#### ESERCIZIO ASSEGNATO A:
Ricopia tali e quali le righe delle voci, a partire da quella che contiene "Where can the icy" fino a quella che contiene "<point>688,287</point>", entrambe incluse.

===== ESTRATTO DEL TESTO

Quanta gente però aveva già gustato le due parti seguenti o per bocca dello stesso Púškin o per averne avuto tra mani una copia? Certamente gli amici piú intimi del poeta conobbero tutto il poema. Fra questi fu forse anche Gògol’, il geniale ucraino che, attratto dalla capitale nordica, aveva lasciato la sua terra assolata ed era giunto a Pietroburgo a languire di nostalgia – prima di trovare una seconda patria nell’Italia. Gògol’ aveva pensato che a Pietroburgo sarebbe cominciata la sua nuova vita: “Già m’immagino col pensiero di essere a Pietroburgo in un’allegra cameretta con le finestre sulla Nevà, come ho sempre desiderato. Non so se le mie previsioni si realizzeranno, e mi sarà dato di vivere proprio cosí in quel luogo paradisiaco.”

A Pietroburgo Gògol’ si trasferí nel 1828, ma il suo soggiorno nella capitale fu piuttosto, come egli stesso disse, “una tenzone tra il sogno e la realtà.” E incerto tra sogno e realtà fu lo sfondo pietroburghese ch’egli diede ad una serie di suoi racconti riuniti poi col titolo Racconti di Pietroburgo, quasi a contrasto con i Racconti ucraini del primo periodo. Ma la città lo obbligò a prender posizione, al di fuori di ogni fantasticheria, e a portare il suo contributo al contrasto tra Mosca e Pietroburgo divenuto quasi un luogo comune dopo che Púškin, quel contrasto, aveva già illuminato con i quattro versi ripetutamente citati:

E alla giovane nuova capitale

la madre Mosca la sua testa inchina,

come a nuova zarina la regale

vedova nella veste porporina.

==========
===== MATERIALE MOSTRATO

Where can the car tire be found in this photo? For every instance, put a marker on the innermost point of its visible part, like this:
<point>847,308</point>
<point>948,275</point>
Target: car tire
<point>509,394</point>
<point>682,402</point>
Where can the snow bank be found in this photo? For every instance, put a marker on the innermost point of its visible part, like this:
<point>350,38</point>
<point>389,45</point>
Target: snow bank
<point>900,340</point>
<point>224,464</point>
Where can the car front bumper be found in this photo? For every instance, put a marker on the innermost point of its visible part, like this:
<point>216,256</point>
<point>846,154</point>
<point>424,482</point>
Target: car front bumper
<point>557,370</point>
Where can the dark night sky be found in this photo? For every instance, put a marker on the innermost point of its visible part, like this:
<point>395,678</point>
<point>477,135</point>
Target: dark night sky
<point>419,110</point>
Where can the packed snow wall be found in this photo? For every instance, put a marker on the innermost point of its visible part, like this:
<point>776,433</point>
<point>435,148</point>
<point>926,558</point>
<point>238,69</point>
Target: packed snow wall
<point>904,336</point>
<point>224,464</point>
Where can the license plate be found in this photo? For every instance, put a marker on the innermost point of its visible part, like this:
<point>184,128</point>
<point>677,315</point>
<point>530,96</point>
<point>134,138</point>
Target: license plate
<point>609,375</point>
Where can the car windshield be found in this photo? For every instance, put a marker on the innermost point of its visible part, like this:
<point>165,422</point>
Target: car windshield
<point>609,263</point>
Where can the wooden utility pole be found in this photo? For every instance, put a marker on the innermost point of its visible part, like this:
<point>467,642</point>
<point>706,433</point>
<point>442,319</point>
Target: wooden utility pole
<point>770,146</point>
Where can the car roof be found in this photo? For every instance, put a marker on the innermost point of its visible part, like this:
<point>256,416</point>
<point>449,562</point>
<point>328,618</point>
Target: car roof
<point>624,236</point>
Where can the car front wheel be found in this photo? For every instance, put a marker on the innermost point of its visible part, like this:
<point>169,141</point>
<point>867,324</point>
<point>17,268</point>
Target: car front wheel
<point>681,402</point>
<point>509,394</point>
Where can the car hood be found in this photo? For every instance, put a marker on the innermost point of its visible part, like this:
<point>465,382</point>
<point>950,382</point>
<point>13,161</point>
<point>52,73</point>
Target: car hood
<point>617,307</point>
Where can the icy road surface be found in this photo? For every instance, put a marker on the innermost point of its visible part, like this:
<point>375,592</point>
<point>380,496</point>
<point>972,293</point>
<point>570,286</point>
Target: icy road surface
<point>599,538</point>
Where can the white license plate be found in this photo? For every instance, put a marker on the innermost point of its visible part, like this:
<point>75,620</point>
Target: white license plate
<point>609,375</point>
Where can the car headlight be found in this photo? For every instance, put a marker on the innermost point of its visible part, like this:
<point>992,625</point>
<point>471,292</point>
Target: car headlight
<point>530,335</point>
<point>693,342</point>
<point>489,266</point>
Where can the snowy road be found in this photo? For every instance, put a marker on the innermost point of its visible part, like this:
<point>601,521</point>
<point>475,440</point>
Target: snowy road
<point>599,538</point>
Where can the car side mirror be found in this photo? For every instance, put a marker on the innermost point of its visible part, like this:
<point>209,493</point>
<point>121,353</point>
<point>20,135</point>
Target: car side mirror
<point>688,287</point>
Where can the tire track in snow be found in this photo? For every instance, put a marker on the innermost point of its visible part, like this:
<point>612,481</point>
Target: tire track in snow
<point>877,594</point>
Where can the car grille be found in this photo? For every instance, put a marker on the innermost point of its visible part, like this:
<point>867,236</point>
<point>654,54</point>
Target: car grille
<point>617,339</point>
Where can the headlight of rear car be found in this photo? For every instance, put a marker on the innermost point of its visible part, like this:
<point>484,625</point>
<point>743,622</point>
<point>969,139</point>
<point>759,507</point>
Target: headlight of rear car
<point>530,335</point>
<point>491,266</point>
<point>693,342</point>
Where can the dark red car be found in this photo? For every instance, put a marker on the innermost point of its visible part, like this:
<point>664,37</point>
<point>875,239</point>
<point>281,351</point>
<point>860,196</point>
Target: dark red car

==========

#### ESERCIZIO ASSEGNATO B:
Nel brano su Gògol’ e Pietroburgo, con quale titolo furono riuniti i racconti di Gògol’ dallo sfondo pietroburghese?

#### RISPOSTA A:
Where can the icy road surface be found in this photo? For every instance, put a marker on the innermost point of its visible part, like this:
<point>375,592</point>
<point>380,496</point>
<point>972,293</point>
<point>570,286</point>
Target: icy road surface
<point>599,538</point>
Where can the white license plate be found in this photo? For every instance, put a marker on the innermost point of its visible part, like this:
<point>75,620</point>
Target: white license plate
<point>609,375</point>
Where can the car headlight be found in this photo? For every instance, put a marker on the innermost point of its visible part, like this:
<point>992,625</point>
<point>471,292</point>
Target: car headlight
<point>530,335</point>
<point>693,342</point>
<point>489,266</point>
Where can the snowy road be found in this photo? For every instance, put a marker on the innermost point of its visible part, like this:
<point>601,521</point>
<point>475,440</point>
Target: snowy road
<point>599,538</point>
Where can the car side mirror be found in this photo? For every instance, put a marker on the innermost point of its visible part, like this:
<point>209,493</point>
<point>121,353</point>
<point>20,135</point>
Target: car side mirror
<point>688,287</point>

#### RISPOSTA B:
Racconti di Pietroburgo.